━━━ Data for processing ━━━

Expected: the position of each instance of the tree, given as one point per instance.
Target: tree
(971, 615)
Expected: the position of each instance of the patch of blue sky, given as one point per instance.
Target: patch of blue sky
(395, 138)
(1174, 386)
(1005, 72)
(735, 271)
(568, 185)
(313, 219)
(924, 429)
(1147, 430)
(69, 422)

━━━

_What you have to do_: Give every line of the records above as a Markdown table with the columns Row and Line, numbering each row and leaving out blank lines.

_Response for this exercise_:
| Row | Line |
|---|---|
| 1 | Expected: the position of each instance of the tree, given as one point per instance. |
| 2 | Target: tree |
| 3 | (971, 615) |
| 4 | Expected: the position of each instance of the patch of blue sky, given as one point per instance. |
| 5 | Target: patch of blue sky |
| 6 | (395, 138) |
| 7 | (1174, 386) |
| 8 | (1005, 72) |
| 9 | (735, 271) |
| 10 | (568, 185) |
| 11 | (313, 219) |
| 12 | (924, 429) |
| 13 | (1147, 430) |
| 14 | (69, 422) |